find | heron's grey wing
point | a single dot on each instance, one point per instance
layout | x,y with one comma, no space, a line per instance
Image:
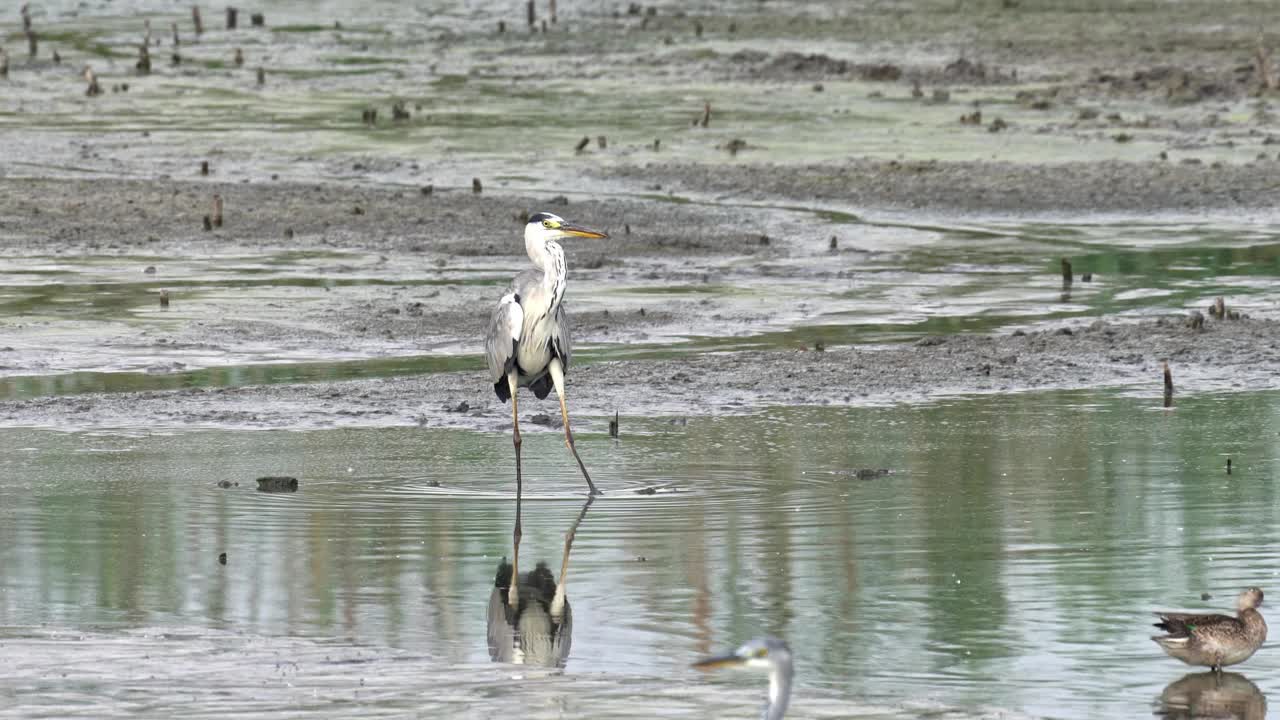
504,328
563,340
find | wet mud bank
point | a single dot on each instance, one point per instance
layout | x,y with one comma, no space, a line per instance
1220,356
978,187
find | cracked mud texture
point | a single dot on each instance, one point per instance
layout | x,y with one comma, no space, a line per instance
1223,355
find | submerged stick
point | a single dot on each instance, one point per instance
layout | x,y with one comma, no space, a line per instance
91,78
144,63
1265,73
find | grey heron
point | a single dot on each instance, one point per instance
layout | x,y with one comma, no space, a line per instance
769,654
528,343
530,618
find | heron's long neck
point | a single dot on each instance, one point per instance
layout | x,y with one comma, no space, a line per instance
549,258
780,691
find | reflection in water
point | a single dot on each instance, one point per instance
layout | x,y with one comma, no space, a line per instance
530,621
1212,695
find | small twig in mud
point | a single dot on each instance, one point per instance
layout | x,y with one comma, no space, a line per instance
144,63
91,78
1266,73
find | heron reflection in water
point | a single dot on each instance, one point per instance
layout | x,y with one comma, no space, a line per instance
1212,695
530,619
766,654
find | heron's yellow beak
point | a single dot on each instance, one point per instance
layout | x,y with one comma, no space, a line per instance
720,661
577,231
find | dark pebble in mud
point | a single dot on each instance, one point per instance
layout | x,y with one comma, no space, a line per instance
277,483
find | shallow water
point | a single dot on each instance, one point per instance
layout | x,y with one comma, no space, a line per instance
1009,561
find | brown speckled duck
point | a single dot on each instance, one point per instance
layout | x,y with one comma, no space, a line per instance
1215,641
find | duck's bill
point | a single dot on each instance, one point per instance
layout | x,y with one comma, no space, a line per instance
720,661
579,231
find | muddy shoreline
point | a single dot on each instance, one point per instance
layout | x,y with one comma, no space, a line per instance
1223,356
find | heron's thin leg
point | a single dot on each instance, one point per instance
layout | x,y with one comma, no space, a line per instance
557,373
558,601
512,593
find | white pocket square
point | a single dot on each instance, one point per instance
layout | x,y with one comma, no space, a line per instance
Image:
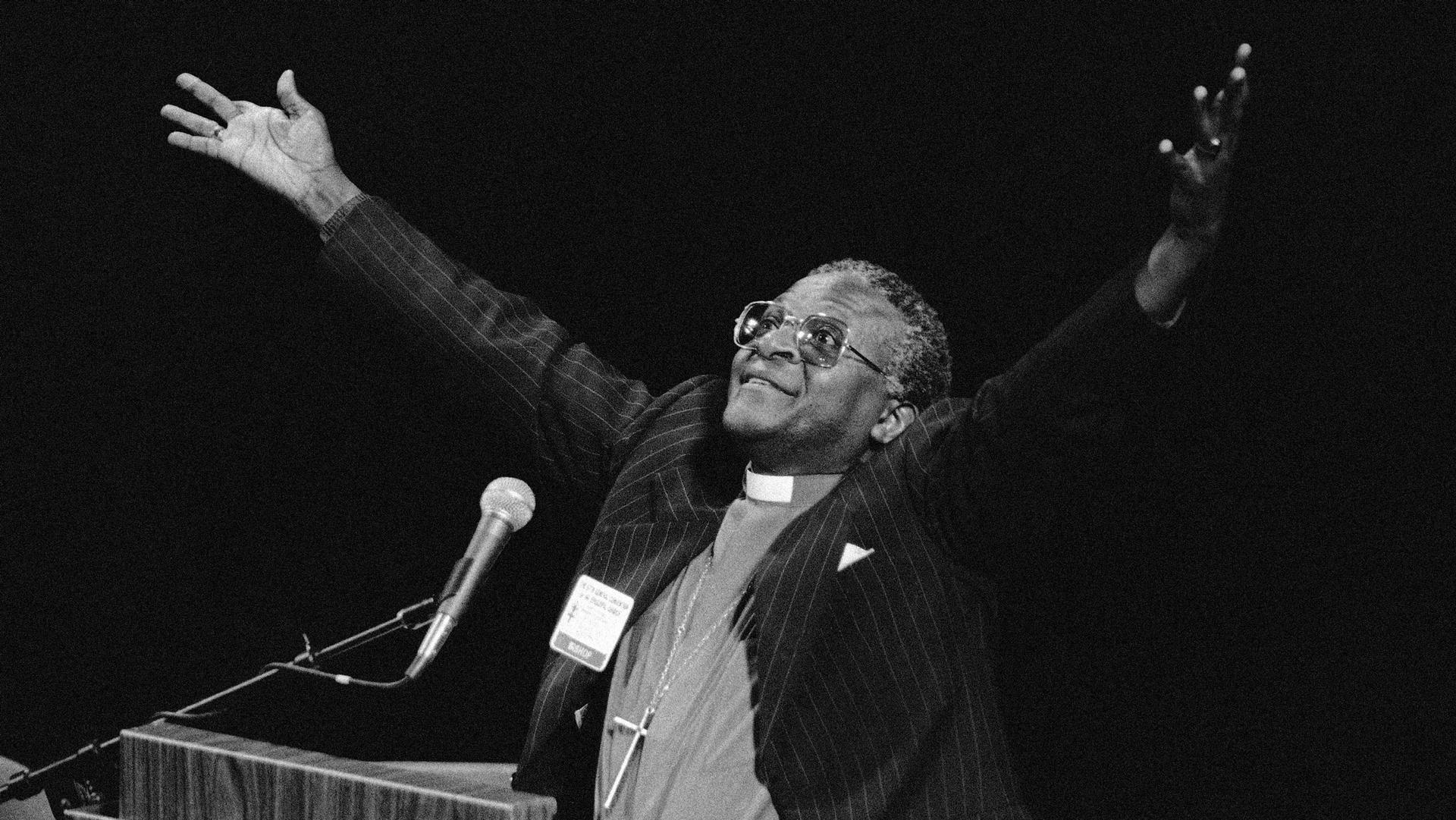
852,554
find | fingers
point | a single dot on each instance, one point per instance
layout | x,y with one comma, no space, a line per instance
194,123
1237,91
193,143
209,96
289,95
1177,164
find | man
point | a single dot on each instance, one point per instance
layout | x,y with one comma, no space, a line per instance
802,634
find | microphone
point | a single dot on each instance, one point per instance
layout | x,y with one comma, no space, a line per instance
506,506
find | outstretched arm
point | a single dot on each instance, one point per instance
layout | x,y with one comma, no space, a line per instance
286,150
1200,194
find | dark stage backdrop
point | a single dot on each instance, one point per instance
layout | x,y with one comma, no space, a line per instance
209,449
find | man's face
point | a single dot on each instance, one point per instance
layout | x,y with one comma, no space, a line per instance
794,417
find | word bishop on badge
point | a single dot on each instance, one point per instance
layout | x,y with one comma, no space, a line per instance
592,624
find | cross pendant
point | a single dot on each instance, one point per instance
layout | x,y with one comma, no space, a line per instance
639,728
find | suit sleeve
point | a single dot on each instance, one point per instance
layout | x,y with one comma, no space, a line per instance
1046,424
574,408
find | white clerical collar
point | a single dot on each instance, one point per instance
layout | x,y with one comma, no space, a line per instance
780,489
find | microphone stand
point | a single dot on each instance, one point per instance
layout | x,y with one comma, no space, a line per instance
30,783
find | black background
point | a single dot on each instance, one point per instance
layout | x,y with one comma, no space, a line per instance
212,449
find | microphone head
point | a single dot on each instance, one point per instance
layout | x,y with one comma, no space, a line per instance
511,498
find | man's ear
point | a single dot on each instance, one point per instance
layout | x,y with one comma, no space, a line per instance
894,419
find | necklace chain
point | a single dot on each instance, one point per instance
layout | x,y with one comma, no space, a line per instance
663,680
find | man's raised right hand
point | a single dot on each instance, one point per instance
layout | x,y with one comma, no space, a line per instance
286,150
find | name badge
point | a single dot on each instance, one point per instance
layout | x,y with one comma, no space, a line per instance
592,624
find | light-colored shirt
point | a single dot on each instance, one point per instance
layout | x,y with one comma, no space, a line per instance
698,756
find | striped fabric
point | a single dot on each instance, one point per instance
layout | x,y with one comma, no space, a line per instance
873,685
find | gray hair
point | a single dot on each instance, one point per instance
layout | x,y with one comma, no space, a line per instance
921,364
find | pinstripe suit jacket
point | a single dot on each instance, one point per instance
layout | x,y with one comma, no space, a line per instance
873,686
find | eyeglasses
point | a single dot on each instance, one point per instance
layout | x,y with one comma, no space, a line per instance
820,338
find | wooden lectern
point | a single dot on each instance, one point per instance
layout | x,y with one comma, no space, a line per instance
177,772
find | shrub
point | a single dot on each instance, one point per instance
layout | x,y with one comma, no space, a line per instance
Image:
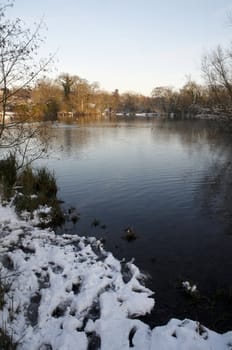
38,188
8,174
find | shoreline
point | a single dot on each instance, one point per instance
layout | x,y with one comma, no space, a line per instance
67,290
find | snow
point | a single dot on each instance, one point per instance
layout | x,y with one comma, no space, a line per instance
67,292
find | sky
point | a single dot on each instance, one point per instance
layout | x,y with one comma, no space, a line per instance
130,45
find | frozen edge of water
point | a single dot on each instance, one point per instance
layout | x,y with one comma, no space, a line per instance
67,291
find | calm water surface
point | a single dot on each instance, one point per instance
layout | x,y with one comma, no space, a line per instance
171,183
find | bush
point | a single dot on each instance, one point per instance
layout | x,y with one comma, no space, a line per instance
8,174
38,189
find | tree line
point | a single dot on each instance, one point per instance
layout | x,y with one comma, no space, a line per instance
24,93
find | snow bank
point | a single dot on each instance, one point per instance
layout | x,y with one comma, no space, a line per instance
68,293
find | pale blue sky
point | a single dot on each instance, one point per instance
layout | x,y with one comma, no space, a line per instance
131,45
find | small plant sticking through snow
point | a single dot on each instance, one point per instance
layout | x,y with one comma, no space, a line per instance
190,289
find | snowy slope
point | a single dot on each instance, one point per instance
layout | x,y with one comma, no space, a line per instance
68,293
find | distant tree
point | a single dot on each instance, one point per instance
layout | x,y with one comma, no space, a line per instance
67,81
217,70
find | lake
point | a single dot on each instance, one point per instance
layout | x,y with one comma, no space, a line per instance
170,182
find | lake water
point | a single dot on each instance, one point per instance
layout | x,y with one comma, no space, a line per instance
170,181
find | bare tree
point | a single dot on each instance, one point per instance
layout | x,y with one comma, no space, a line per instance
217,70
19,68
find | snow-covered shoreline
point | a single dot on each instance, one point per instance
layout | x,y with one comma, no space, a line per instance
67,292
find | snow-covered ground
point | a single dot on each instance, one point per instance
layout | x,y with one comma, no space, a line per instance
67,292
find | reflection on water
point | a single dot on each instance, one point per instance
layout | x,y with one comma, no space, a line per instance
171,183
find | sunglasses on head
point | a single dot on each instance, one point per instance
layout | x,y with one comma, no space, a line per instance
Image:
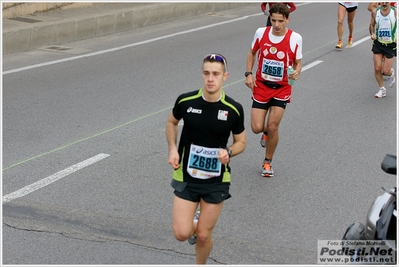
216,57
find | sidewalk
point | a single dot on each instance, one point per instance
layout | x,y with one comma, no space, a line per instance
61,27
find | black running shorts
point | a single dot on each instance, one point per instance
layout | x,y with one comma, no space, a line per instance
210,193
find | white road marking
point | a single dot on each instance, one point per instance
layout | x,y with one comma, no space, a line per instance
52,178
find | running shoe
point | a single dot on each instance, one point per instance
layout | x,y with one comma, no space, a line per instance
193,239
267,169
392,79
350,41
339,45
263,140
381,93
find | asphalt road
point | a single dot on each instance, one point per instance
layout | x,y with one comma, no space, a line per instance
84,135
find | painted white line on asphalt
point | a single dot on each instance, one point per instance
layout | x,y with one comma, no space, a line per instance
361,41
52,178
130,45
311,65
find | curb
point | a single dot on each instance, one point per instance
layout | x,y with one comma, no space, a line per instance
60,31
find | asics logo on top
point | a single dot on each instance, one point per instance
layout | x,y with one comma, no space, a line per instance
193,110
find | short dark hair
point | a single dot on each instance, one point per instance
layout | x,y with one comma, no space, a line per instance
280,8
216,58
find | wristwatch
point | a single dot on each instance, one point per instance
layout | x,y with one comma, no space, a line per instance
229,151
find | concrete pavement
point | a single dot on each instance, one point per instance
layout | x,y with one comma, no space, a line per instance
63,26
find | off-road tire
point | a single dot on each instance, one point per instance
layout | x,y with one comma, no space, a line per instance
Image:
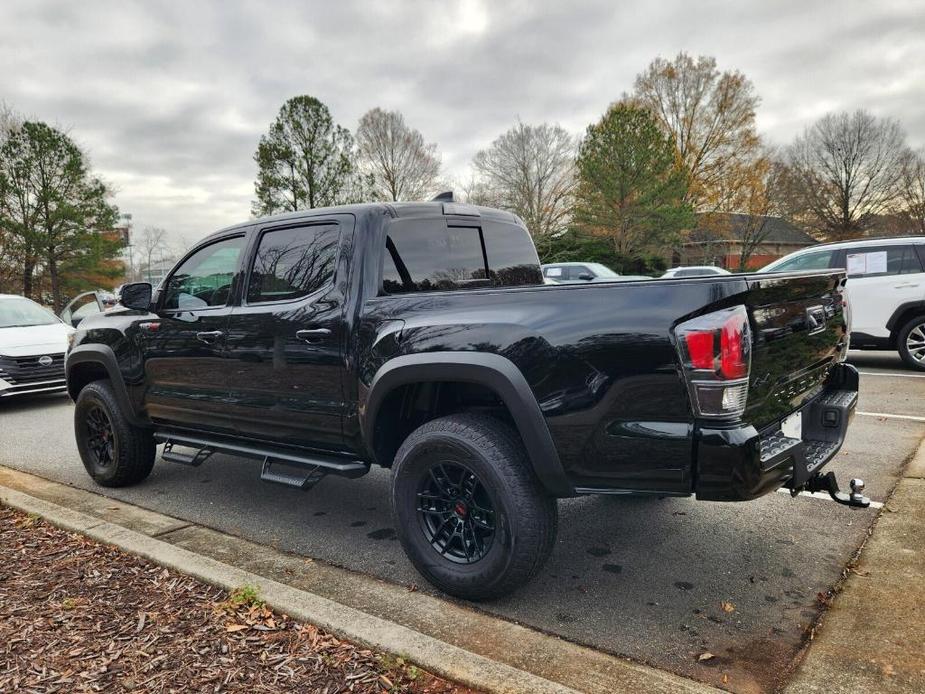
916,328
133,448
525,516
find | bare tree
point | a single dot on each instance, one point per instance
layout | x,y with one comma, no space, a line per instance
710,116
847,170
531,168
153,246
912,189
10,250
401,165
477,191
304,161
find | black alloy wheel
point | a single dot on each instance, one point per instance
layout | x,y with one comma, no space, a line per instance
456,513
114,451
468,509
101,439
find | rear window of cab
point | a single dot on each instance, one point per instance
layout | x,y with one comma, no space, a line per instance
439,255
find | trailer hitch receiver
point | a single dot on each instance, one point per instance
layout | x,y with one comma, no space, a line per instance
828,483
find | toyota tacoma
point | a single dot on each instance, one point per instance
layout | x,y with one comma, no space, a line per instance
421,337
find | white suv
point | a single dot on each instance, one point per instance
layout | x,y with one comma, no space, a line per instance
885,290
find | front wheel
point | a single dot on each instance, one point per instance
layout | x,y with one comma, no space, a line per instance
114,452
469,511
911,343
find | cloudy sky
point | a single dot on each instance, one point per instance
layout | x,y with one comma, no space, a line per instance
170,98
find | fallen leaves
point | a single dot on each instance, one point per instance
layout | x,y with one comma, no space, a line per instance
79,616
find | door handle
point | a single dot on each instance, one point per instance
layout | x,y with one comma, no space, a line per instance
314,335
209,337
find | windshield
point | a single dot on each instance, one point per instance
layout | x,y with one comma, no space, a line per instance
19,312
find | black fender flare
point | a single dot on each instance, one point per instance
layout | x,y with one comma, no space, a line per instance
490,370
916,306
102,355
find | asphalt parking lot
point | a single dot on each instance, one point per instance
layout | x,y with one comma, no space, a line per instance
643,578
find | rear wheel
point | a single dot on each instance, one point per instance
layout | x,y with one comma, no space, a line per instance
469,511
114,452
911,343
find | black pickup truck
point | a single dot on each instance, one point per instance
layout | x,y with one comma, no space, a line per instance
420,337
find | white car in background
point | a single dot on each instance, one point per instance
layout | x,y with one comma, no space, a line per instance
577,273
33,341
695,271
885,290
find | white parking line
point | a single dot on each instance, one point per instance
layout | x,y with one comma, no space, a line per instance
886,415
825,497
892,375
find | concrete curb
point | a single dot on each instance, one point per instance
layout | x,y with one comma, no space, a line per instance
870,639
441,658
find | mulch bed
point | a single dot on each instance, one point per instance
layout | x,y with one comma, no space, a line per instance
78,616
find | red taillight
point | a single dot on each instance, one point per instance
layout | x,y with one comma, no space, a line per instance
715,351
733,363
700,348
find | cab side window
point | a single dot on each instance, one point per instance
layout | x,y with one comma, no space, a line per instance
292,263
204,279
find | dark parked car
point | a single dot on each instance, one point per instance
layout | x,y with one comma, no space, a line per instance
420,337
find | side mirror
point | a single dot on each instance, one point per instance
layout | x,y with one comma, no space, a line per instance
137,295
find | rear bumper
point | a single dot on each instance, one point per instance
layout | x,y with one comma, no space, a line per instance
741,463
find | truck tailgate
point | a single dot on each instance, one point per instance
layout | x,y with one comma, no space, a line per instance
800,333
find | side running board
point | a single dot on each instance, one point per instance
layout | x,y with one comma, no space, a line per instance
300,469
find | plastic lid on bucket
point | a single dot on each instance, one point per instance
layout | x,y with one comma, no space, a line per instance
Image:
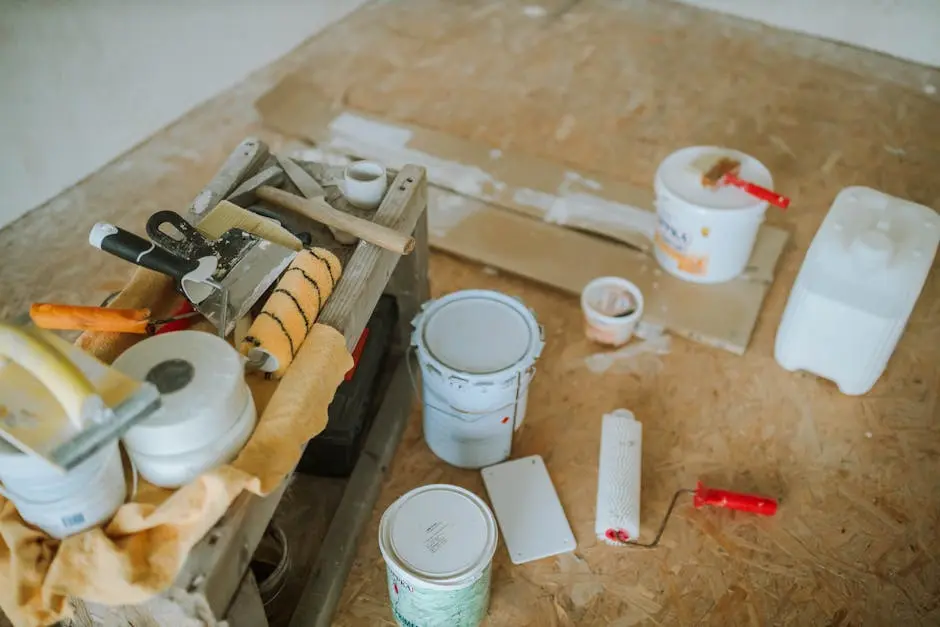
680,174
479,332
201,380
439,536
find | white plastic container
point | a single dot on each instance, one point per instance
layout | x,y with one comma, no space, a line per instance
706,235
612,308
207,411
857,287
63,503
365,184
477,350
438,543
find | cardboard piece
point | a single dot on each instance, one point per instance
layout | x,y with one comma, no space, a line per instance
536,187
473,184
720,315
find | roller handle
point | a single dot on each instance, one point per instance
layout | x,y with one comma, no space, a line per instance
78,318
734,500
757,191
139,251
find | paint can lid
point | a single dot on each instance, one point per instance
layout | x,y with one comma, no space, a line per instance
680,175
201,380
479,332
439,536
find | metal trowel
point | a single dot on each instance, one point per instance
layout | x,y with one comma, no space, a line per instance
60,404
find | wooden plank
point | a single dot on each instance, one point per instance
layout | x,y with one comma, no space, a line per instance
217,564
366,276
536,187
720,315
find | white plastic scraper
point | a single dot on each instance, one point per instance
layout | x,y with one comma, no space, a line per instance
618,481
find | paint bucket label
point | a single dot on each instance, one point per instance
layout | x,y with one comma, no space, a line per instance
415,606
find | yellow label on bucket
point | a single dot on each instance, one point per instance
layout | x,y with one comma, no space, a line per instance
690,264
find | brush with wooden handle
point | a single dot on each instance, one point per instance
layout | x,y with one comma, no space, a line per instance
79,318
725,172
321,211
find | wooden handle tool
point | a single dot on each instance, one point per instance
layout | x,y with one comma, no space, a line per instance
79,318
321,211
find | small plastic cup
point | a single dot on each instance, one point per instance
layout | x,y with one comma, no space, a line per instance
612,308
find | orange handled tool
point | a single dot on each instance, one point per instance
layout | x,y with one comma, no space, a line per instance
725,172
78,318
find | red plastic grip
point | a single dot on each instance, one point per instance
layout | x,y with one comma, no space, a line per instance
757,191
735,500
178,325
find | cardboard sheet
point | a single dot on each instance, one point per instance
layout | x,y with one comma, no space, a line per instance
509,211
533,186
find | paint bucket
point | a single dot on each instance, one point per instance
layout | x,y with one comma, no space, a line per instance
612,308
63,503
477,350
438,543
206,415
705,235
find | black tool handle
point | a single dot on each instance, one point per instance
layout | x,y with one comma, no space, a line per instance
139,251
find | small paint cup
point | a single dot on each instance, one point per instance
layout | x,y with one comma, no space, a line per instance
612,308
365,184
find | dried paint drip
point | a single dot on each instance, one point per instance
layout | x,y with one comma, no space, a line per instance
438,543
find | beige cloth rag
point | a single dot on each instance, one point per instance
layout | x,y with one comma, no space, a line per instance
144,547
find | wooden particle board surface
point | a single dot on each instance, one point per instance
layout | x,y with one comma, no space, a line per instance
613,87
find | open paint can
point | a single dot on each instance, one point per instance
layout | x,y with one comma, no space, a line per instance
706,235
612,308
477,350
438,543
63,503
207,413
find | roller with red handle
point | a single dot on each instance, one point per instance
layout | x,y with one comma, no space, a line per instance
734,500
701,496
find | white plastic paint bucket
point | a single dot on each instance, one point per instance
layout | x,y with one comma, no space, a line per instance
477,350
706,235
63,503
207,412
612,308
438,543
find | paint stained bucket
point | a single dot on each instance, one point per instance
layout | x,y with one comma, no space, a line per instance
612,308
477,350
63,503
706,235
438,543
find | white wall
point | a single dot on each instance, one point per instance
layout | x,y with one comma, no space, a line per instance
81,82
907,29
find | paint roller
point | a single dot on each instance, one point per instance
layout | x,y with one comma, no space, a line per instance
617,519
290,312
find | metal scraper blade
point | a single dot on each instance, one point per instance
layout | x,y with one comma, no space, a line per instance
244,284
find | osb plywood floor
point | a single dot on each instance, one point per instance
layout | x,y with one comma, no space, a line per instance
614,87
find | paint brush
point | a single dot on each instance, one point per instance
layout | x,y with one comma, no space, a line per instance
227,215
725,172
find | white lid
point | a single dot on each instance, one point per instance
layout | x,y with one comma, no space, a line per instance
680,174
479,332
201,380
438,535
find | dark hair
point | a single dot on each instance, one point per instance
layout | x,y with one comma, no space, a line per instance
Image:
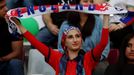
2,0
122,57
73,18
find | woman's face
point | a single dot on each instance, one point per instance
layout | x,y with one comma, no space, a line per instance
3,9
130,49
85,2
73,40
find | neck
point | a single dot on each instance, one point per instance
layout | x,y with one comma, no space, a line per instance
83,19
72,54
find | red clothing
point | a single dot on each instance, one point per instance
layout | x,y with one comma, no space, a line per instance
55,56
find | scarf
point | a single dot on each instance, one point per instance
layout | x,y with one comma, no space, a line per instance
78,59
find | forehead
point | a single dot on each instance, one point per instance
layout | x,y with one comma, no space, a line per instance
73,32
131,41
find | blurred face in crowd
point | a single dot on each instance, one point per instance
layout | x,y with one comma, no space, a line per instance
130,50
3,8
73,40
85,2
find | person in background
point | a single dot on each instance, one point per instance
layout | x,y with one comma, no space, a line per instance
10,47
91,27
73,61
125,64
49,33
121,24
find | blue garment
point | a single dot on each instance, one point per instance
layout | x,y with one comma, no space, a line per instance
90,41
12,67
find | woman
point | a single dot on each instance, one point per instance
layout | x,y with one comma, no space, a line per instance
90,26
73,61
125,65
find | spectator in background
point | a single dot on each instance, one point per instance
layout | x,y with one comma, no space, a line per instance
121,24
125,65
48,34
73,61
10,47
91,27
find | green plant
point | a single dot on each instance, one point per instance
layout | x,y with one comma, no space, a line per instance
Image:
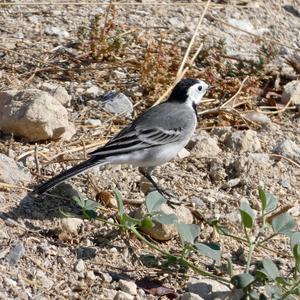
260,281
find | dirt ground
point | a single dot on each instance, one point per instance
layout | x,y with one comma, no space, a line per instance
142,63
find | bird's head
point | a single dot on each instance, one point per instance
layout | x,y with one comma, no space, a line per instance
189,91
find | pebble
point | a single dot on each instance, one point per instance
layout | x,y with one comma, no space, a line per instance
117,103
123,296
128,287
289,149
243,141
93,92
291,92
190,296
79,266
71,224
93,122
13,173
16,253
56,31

*WORK TO DO*.
Each line from the one containing "find | dirt ground" to the final line of the entries above must be returned exactly, and no other line may appear.

*SOLUTION FOR THIS TASK*.
find | dirt ground
point | a single dot on each instance, one point per instance
layout | x,y with one comma, no space, a line per instance
142,63
find | bird's head
point | a single dot on each instance, one point per instance
layout | x,y with one comma, no space, a line per instance
189,91
find | pebble
point | a single dot on each instance, one point per instance
layout | x,y with one comma, no space, a line per instance
117,103
123,296
128,287
289,149
243,141
93,92
291,92
190,296
79,266
71,224
93,122
13,173
16,253
56,31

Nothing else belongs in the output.